§ TO BE DONE:
Your task is to print all of the material verbatim.

>> Start EXTRACTED RECORDS

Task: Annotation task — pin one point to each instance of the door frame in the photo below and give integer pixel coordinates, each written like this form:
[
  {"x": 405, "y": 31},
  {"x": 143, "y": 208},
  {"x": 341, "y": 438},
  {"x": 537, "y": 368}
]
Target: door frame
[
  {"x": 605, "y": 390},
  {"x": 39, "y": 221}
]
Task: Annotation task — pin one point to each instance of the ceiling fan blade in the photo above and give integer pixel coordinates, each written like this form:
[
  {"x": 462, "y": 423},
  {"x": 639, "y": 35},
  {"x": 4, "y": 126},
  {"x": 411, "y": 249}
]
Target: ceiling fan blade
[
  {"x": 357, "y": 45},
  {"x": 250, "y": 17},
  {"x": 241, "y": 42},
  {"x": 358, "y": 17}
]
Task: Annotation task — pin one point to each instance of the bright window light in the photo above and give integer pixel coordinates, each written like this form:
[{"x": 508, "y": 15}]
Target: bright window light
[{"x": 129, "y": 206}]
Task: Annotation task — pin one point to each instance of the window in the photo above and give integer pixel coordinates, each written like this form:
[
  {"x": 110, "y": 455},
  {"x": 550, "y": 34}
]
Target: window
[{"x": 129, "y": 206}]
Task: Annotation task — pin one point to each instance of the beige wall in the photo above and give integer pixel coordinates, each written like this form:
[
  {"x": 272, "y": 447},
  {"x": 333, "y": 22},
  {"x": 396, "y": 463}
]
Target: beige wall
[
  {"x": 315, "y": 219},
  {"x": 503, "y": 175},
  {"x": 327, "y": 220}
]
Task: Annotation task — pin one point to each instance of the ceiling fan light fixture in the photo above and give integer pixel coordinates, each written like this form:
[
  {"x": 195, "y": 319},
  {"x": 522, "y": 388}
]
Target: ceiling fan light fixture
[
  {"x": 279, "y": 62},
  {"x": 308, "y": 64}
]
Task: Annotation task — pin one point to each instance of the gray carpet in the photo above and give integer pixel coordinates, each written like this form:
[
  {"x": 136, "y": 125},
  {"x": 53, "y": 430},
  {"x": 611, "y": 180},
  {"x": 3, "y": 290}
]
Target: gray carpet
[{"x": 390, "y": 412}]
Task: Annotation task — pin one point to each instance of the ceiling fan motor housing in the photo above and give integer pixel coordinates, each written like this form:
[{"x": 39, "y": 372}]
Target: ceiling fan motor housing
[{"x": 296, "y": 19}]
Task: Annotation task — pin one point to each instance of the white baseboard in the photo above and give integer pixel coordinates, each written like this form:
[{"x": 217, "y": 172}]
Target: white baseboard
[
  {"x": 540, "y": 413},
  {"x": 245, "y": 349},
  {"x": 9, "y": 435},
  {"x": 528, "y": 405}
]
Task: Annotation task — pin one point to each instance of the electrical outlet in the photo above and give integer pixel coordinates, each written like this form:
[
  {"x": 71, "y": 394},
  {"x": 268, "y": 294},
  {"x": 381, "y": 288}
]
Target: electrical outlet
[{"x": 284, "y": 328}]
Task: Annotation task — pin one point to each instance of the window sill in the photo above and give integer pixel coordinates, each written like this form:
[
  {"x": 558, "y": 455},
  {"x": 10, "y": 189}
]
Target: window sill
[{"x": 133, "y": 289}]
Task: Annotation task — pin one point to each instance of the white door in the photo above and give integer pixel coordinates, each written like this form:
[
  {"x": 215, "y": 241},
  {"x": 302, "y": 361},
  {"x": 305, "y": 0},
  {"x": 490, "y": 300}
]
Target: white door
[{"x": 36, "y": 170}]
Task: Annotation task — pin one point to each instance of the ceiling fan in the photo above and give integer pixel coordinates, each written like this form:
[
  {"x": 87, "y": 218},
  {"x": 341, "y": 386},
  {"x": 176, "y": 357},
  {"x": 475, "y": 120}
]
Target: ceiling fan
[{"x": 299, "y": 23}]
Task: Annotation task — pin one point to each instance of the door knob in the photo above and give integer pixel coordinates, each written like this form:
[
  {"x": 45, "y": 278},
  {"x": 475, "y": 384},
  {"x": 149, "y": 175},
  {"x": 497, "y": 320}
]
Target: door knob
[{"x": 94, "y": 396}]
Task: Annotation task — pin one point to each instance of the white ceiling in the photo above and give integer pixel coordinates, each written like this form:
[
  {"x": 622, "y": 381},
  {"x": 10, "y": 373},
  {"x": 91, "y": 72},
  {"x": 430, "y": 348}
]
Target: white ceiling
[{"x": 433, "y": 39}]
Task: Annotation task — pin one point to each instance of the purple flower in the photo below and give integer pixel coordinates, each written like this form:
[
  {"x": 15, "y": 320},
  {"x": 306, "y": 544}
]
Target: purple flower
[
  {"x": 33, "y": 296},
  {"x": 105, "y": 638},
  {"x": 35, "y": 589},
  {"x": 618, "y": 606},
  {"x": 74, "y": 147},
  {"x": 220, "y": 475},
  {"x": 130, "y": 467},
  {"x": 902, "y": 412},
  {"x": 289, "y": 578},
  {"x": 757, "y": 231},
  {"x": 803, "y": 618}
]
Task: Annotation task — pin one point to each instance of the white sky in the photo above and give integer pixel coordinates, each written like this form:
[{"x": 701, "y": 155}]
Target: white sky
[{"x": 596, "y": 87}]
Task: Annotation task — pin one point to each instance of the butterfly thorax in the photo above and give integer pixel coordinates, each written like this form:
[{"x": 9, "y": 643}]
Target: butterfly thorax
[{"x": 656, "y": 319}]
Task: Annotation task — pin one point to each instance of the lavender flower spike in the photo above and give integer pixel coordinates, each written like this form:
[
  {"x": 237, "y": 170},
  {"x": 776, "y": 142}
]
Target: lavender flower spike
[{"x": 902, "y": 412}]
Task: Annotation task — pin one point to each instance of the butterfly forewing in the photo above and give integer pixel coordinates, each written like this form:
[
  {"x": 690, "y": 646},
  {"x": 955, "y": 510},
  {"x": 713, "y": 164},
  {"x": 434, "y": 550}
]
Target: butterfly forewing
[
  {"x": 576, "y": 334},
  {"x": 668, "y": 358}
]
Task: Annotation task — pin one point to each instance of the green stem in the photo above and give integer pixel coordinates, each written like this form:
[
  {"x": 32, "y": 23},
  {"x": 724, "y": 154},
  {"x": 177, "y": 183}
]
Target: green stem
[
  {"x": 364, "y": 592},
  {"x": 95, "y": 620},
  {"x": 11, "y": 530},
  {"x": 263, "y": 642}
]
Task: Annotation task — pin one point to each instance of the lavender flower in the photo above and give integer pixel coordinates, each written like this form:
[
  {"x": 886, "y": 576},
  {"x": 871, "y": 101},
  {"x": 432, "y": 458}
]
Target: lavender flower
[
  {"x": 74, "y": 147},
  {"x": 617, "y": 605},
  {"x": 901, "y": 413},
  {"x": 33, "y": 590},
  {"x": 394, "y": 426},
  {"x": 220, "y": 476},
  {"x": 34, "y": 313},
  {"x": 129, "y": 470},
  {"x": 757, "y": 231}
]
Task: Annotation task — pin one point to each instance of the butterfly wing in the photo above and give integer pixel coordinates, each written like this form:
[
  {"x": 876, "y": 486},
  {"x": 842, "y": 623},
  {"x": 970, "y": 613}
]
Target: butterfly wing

>> End EXTRACTED RECORDS

§ OUTPUT FOR THIS EXERCISE:
Task: Annotation task — pin one point to each instance of the door frame in the photo below and give integer pixel coordinates, each written like this form:
[
  {"x": 405, "y": 31},
  {"x": 143, "y": 208},
  {"x": 341, "y": 438},
  {"x": 537, "y": 368}
]
Target: door frame
[
  {"x": 605, "y": 390},
  {"x": 39, "y": 221}
]
Task: Annotation task — pin one point to each instance of the ceiling fan blade in the photo above and give integer pixel coordinates, each written like this form:
[
  {"x": 462, "y": 423},
  {"x": 639, "y": 35},
  {"x": 4, "y": 126},
  {"x": 411, "y": 249}
]
Target: ceiling fan blade
[
  {"x": 357, "y": 45},
  {"x": 250, "y": 17},
  {"x": 241, "y": 42},
  {"x": 358, "y": 17}
]
Task: Annotation task — pin one point to each instance of the bright window light in the photo above and give integer pixel coordinates, each written like this form:
[{"x": 508, "y": 15}]
Target: bright window light
[{"x": 129, "y": 206}]
Task: Annotation task — pin one point to each instance of the window in the photo above and give integer pixel coordinates, each written like this form:
[
  {"x": 110, "y": 455},
  {"x": 550, "y": 34}
]
Target: window
[{"x": 129, "y": 206}]
Task: Annotation task — pin one point to each instance of the beige wall in the photo above and give integer pixel coordinates, each written like this form:
[
  {"x": 272, "y": 447},
  {"x": 333, "y": 22},
  {"x": 396, "y": 463}
]
Target: beige wall
[
  {"x": 315, "y": 219},
  {"x": 503, "y": 175},
  {"x": 327, "y": 220}
]
Task: Annotation task — pin one point to each instance of the ceiling fan light fixture in the photo above and give integer pixel coordinates, each written like this form:
[
  {"x": 195, "y": 319},
  {"x": 522, "y": 388}
]
Target: ceiling fan light fixture
[
  {"x": 279, "y": 62},
  {"x": 308, "y": 64}
]
Task: Annotation task — pin one point to each instance of the gray carpet in the photo above and give integer pixel coordinates, each written like this form:
[
  {"x": 136, "y": 125},
  {"x": 53, "y": 430},
  {"x": 611, "y": 180},
  {"x": 3, "y": 290}
]
Target: gray carpet
[{"x": 390, "y": 412}]
Task: Annotation task — pin one point to each instance of the ceiling fan motor housing in the photo above and give integer pixel coordinates, each written like this form:
[{"x": 39, "y": 372}]
Target: ceiling fan motor housing
[{"x": 296, "y": 19}]
Task: Annotation task — pin one point to each instance of the white baseboard in the photo above and give integer pixel coordinates, each written like this form:
[{"x": 217, "y": 172}]
Target: white baseboard
[
  {"x": 540, "y": 413},
  {"x": 245, "y": 349},
  {"x": 9, "y": 435},
  {"x": 528, "y": 405}
]
Task: Annotation task — pin one point to each instance of the electrical outlet in the photo above and give integer pixel coordinates, each written like this form:
[
  {"x": 71, "y": 394},
  {"x": 268, "y": 294},
  {"x": 381, "y": 288}
]
Target: electrical outlet
[{"x": 284, "y": 328}]
Task: Annotation task — pin one point to each instance of the window sill in the photo above and give integer pixel coordinates, each written like this form:
[
  {"x": 558, "y": 455},
  {"x": 10, "y": 189}
]
Target: window sill
[{"x": 133, "y": 289}]
Task: Annotation task — pin one point to each instance of the white door in the photo above and give integer pixel coordinates, each written like this form:
[
  {"x": 215, "y": 241},
  {"x": 302, "y": 361},
  {"x": 305, "y": 0},
  {"x": 490, "y": 300}
]
Target: white door
[{"x": 36, "y": 170}]
Task: Annotation task — pin one point to each instance of the ceiling fan in the photo above and give integer pixel coordinates, each written like this form:
[
  {"x": 87, "y": 218},
  {"x": 341, "y": 386},
  {"x": 176, "y": 357},
  {"x": 475, "y": 120}
]
Target: ceiling fan
[{"x": 299, "y": 23}]
Task: Annotation task — pin one point to each instance of the door knob in the photo above and give integer pixel coordinates, each written like this form:
[
  {"x": 45, "y": 278},
  {"x": 475, "y": 384},
  {"x": 149, "y": 175},
  {"x": 497, "y": 320}
]
Target: door knob
[{"x": 94, "y": 396}]
Task: Annotation task — pin one point to each instance of the white ceiling in the photo above and give integer pixel coordinates, each written like this form:
[
  {"x": 622, "y": 381},
  {"x": 10, "y": 373},
  {"x": 91, "y": 72},
  {"x": 430, "y": 348}
]
Target: white ceiling
[{"x": 433, "y": 39}]
Task: Annotation task — pin one point to each instance of the purple flower in the photo below and give integer pixel coordinates, each written like this form:
[
  {"x": 15, "y": 320},
  {"x": 306, "y": 544}
]
Target: purple flower
[
  {"x": 33, "y": 296},
  {"x": 105, "y": 638},
  {"x": 35, "y": 589},
  {"x": 618, "y": 606},
  {"x": 74, "y": 147},
  {"x": 220, "y": 475},
  {"x": 130, "y": 467},
  {"x": 902, "y": 412},
  {"x": 289, "y": 578},
  {"x": 757, "y": 231},
  {"x": 803, "y": 618}
]
Task: Annotation task — pin one point to each instance of the white sky in the photo above and give integer pixel coordinates, each written like this form:
[{"x": 701, "y": 155}]
Target: white sky
[{"x": 596, "y": 87}]
Task: Annotation task — pin one point to each instance of the butterfly thorax in the photo above and give integer pixel coordinates, each written like this form:
[{"x": 9, "y": 643}]
Target: butterfly thorax
[{"x": 656, "y": 319}]
Task: Annotation task — pin one point to each instance of the lavender flower spike in the photo above and give integer pixel coordinates, each written like this form:
[
  {"x": 237, "y": 170},
  {"x": 776, "y": 142}
]
Target: lavender flower spike
[{"x": 902, "y": 412}]
Task: Annotation task — pin one point to each instance of the butterfly forewing in the photo above and give integer pixel coordinates, each written like this form:
[
  {"x": 690, "y": 646},
  {"x": 955, "y": 510},
  {"x": 713, "y": 164},
  {"x": 434, "y": 550}
]
Target: butterfly forewing
[
  {"x": 576, "y": 334},
  {"x": 668, "y": 358}
]
Task: Annotation task — pin one point to each instance of the green stem in the photo above and give integer pixel coordinates, each written like this form:
[
  {"x": 32, "y": 23},
  {"x": 724, "y": 154},
  {"x": 177, "y": 183}
]
Target: green stem
[
  {"x": 364, "y": 592},
  {"x": 95, "y": 620},
  {"x": 11, "y": 530},
  {"x": 263, "y": 642}
]
Task: Annotation task — pin one point to each instance of the lavender flower in the photo above and give integer pixel coordinates, each written like this form:
[
  {"x": 886, "y": 576},
  {"x": 871, "y": 101},
  {"x": 432, "y": 458}
]
Target: lavender flower
[
  {"x": 74, "y": 147},
  {"x": 617, "y": 605},
  {"x": 901, "y": 413},
  {"x": 33, "y": 590},
  {"x": 394, "y": 426},
  {"x": 220, "y": 476},
  {"x": 34, "y": 313},
  {"x": 129, "y": 470},
  {"x": 757, "y": 231}
]
Task: Annotation task — pin one point to each instance of the butterfly wing in the photo above and give integer pixel coordinates, each written like this form:
[
  {"x": 876, "y": 486},
  {"x": 842, "y": 623},
  {"x": 970, "y": 613}
]
Target: butterfly wing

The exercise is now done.